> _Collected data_
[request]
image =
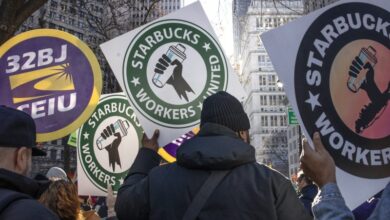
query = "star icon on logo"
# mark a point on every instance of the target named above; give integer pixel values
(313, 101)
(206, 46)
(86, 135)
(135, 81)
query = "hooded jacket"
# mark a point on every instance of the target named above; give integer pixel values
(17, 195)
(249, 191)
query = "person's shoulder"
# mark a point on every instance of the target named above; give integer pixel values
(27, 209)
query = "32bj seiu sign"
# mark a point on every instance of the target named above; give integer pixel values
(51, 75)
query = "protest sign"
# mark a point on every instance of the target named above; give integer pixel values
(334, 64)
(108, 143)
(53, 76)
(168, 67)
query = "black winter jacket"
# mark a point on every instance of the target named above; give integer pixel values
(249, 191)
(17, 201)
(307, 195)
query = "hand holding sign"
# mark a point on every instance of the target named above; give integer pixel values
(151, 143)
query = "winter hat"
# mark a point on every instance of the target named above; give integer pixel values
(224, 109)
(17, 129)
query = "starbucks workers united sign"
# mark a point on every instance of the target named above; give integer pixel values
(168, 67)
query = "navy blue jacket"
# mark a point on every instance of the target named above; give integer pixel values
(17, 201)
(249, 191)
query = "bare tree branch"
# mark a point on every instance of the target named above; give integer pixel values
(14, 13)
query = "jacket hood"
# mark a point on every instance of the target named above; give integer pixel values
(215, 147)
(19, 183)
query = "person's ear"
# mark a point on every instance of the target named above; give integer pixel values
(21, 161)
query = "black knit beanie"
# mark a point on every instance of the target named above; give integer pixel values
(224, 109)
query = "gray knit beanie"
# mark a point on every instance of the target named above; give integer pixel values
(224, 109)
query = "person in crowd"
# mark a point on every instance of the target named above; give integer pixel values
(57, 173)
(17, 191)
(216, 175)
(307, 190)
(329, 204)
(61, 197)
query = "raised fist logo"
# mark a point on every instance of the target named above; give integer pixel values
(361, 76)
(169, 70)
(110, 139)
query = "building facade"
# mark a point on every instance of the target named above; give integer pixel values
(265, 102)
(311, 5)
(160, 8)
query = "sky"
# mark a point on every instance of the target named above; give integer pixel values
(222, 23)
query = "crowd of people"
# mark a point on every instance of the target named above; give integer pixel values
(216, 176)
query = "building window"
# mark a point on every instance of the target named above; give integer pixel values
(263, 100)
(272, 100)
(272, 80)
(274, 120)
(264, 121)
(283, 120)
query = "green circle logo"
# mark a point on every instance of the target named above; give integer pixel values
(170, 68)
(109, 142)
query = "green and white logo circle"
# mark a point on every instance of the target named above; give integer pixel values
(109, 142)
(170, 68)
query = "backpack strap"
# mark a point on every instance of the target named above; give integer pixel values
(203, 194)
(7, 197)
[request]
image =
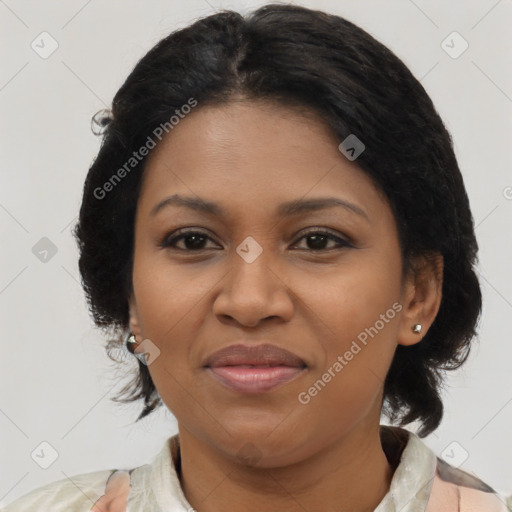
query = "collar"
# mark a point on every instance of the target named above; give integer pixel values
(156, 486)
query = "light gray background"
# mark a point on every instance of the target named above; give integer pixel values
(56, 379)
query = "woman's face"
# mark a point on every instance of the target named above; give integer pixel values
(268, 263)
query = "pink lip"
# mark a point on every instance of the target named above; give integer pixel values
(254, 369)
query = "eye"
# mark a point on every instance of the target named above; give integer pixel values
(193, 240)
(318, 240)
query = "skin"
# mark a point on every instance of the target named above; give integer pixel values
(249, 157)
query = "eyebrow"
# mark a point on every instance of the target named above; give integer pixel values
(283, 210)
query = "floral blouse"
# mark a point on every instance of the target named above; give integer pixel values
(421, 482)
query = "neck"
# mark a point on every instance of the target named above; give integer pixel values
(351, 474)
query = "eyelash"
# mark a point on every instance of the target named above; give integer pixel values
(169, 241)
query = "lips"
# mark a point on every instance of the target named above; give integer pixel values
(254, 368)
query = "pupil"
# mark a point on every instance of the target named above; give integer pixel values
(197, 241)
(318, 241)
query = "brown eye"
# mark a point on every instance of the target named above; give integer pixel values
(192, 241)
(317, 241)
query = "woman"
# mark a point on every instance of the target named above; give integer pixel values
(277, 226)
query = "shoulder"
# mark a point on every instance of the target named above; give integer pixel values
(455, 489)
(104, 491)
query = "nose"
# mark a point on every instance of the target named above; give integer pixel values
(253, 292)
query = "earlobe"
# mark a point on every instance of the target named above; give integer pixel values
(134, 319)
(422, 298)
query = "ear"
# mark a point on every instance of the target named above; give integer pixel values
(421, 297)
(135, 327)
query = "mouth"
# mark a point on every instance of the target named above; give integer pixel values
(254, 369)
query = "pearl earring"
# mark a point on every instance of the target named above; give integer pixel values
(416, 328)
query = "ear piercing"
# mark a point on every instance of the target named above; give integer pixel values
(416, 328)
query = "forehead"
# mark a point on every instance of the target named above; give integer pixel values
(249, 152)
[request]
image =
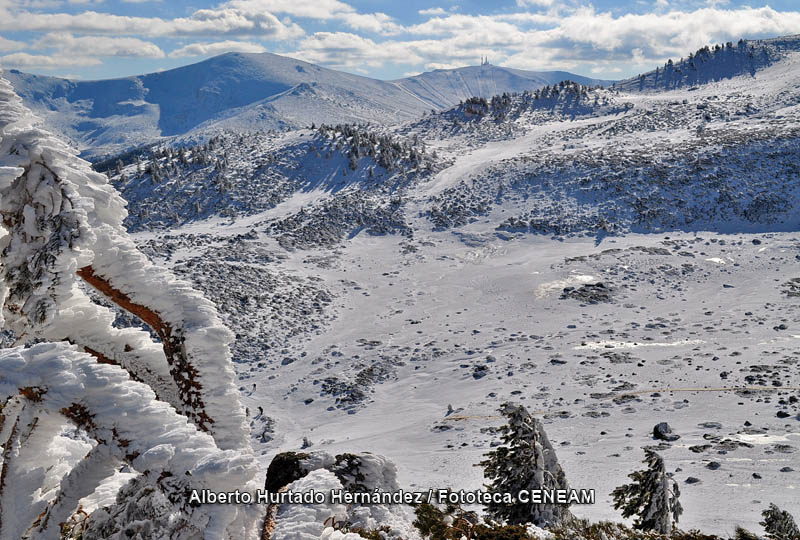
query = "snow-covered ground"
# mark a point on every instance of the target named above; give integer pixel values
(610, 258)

> _What the task asks_
The data must come back word for word, with every picture removed.

> _Output for this exercise_
[request]
image =
query = "star icon on logo"
# mark a point on every instance of the target named above; give integer pixel values
(313, 101)
(206, 46)
(86, 135)
(135, 81)
query = "hooded jacket"
# mark a point on every instance of the target named above; give integer pixel values
(17, 195)
(249, 191)
query = "person's shoulder"
# mark a point on every instance of the target named above; give integer pixel values
(27, 209)
query = "32bj seiu sign"
# mark a point on every instance of the target named above; give integer pixel values
(51, 75)
query = "protest sign"
# mark a point on every instance of the target named above; give integer pixel values
(334, 64)
(108, 143)
(53, 76)
(168, 67)
query = "black winter jacket"
# mark a point on every instance of the target named above; give integer pixel values
(249, 191)
(17, 201)
(307, 195)
query = "hand holding sign"
# mark a point on every instance of the target named above; give integer pixel values
(151, 143)
query = "winter hat"
# mark a point on every instance of the target named above; give integer pixel values
(224, 109)
(17, 129)
query = "starbucks workers united sign"
# mark a point on every instance of the target named above; give integer pixel values
(168, 67)
query = "navy blue jacket"
# mark a point on every instance of the target named above; give integer pixel values
(17, 201)
(249, 191)
query = "bare tree branch"
# mark a point on every instance of the target named above; give integer pixel values
(14, 13)
query = "jacket hood"
# mark a point on every instance of the target named above; give integer pixel values
(215, 147)
(19, 183)
query = "person's ear"
# mark a point on every instance of the target named above; give integer pixel values
(21, 161)
query = "black knit beanie"
# mark a point on every instance of the target named above; give integer pixel values
(224, 109)
query = "gray knit beanie"
# mark a point on every instance of the target named above; give integer pixel values
(224, 109)
query = "person in crowd"
# mark a point on every instance of the target named above; give integer pixel values
(57, 173)
(17, 191)
(216, 175)
(307, 190)
(329, 204)
(61, 197)
query = "raised fist logo"
# mark a point on every instance of the target named above; give integer pixel values
(361, 76)
(169, 70)
(110, 139)
query = "building facade"
# mark a point on every instance of the target named above; give integer pixel values
(265, 102)
(311, 5)
(160, 8)
query = "sky"
# mark a point on every instance of the target named above; give integer pixel values
(222, 23)
query = "crowd of people"
# mark a point on every instance of the target named above; give integer pixel values
(216, 176)
query = "building window"
# mark a point on every instance of the target named above; give integer pixel values
(263, 100)
(272, 100)
(272, 80)
(274, 120)
(264, 121)
(283, 120)
query = "green circle logo"
# mark a point on every instance of the target named above; give integer pixel values
(170, 68)
(109, 142)
query = "green and white logo circle"
# mark a point on every instance of the target named above; give integer pixel values
(109, 142)
(170, 68)
query = "backpack strap"
# mark a point on every instance of the target named above; give integer pixel values
(203, 194)
(7, 197)
[request]
image =
query = "collar"
# mark a point on every instance of the target named above; give integer pixel values
(156, 486)
query = "light gray background"
# mark a point on every instance of the target named above; give integer pixel values
(56, 379)
query = "woman's face"
# mark a point on every instance of the target named above; give integer pixel values
(268, 263)
query = "pink lip"
# mark a point on every instance of the target named above; give integer pixel values
(254, 369)
query = "eye"
# mark a point on every instance of the target named above; give integer pixel values
(193, 240)
(318, 240)
query = "skin"
# mark a point on every instance of the target named above; give integer pixel values
(249, 157)
query = "eyebrow"
# mark a point on every instance of the target named above; give integer pixel values
(283, 210)
query = "floral blouse"
# mark a point on every instance of the target named above; give integer pixel values
(421, 482)
query = "neck"
# mark a point on every instance of the target named above; give integer pixel values
(351, 474)
query = "eyelash"
# mark a point on every instance of the target named above; give integer pixel values
(169, 241)
query = "lips"
# mark a point on every instance of the target named above; give integer pixel values
(254, 368)
query = "pupil"
# mark a point on every instance of the target named above; give integer pixel values
(197, 241)
(318, 241)
query = "brown eye"
# mark a point on every instance of the target named above; give integer pixel values
(192, 241)
(317, 241)
query = "woman"
# mark a point on every instance of the target named above; give integer pixel values
(277, 226)
query = "shoulder"
# mark a point on every instance of the target named above; give integer pixel values
(455, 489)
(104, 491)
query = "nose"
# mark a point on every instance of the target named above; give integer pixel values
(253, 292)
query = "earlobe"
# mark a point on every instance of the target named above; give integer pixel values
(134, 319)
(422, 298)
query = "ear"
# mark a point on every instance of the target named above; give integer pixel values
(421, 297)
(135, 327)
query = "mouth"
# mark a point on every instance of the target named above; give integer pixel values
(254, 369)
query = "pearl earring"
# mark a point on every instance of the target named above; give integer pixel values
(416, 328)
query = "ear piercing"
# mark a point on every instance of the target named above; give integer pixel values
(416, 328)
query = "forehead"
# mark a point on every instance of the target named above; give integer pixel values
(249, 152)
[request]
image =
query = "snow-covered ground"
# mark a point on every instance of the target named above; give integer pixel values
(610, 258)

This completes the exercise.